What needs to be done
Rewrite the lines below, changing every "visually impaired user" to "low-vision user" and leaving everything else unchanged.

((

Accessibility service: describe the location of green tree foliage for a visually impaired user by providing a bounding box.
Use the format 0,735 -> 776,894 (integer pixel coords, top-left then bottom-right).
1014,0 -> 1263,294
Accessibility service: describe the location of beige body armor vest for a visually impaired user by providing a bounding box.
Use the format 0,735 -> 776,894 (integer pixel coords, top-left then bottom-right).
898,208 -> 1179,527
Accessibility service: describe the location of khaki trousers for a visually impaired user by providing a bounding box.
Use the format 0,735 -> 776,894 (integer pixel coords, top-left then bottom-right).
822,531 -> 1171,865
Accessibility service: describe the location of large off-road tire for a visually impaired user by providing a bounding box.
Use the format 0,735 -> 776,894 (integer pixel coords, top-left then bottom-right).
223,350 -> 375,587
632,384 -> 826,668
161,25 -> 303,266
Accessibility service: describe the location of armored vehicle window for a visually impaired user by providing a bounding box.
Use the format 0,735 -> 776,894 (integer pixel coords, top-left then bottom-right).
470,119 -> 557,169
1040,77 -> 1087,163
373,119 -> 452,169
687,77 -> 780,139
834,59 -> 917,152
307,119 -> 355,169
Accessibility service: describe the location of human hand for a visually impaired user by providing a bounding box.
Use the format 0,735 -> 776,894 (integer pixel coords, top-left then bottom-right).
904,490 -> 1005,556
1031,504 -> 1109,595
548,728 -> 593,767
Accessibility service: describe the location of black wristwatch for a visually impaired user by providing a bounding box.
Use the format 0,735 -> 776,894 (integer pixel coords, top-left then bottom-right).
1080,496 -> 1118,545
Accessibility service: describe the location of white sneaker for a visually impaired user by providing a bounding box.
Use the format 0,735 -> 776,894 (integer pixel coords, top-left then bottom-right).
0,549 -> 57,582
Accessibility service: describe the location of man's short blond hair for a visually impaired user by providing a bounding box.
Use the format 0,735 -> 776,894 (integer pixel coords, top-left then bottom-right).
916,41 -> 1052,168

))

Answer to this exercise
Accessibility service: describe the location of green tree foliage for a low-vision user by providing a bounding box.
Use the format 0,735 -> 776,894 (integer pixel coords, top-left then bottom-right).
1014,0 -> 1263,294
Accessibility service: describe the location of beige body armor vest for a low-vision user by providing a bounding box.
Use the format 0,735 -> 776,894 (integer pixel coords, top-left then bottom-right).
898,208 -> 1179,527
Accessibility service: describe the location of khaki trousers for a low-vision user by providing a bounding box.
Use the format 0,735 -> 776,894 (integer pixel coords, top-left then bottom-right).
822,531 -> 1171,865
Accessibility service: describe the location of large off-road tire for a low-vision user by providing a bounding box.
Use the format 0,735 -> 776,894 (integer pixel coords, top-left then bottom-right).
223,350 -> 375,587
632,384 -> 826,668
161,25 -> 303,266
Accessibility service: describe the location of armored vehicle window for a low-vision user by providing a bounding box.
Use the format 0,735 -> 776,894 (integer pixel coords, top-left then bottom-right).
470,119 -> 557,169
1040,77 -> 1087,163
373,119 -> 452,169
687,77 -> 780,139
834,59 -> 917,152
307,119 -> 355,169
Accessibility service: describe the location of human hand for a low-vision user by providing a bounding box.
Use the format 0,735 -> 776,894 (integer pixel coords, top-left then bottom-right).
904,490 -> 1005,556
1031,504 -> 1109,595
548,728 -> 593,767
Accessibility service: describe the location of black wristwatch for a low-vision user by providing a bounding box.
Use the format 0,735 -> 776,894 (integer pixel coords, top-left then bottom-right).
1080,496 -> 1118,545
Accessibility service: describe the location of white sneaker for a low-vision user by providing a bounding box.
Use the format 0,735 -> 776,894 (integer pixel coords, top-left then bottom-right).
0,549 -> 57,582
Accessibility service: describe the location of man's short blond hair for a low-vision user by providing a bounding box.
Use the format 0,735 -> 776,894 (integer pixel coords, top-left then bottom-right).
916,41 -> 1052,168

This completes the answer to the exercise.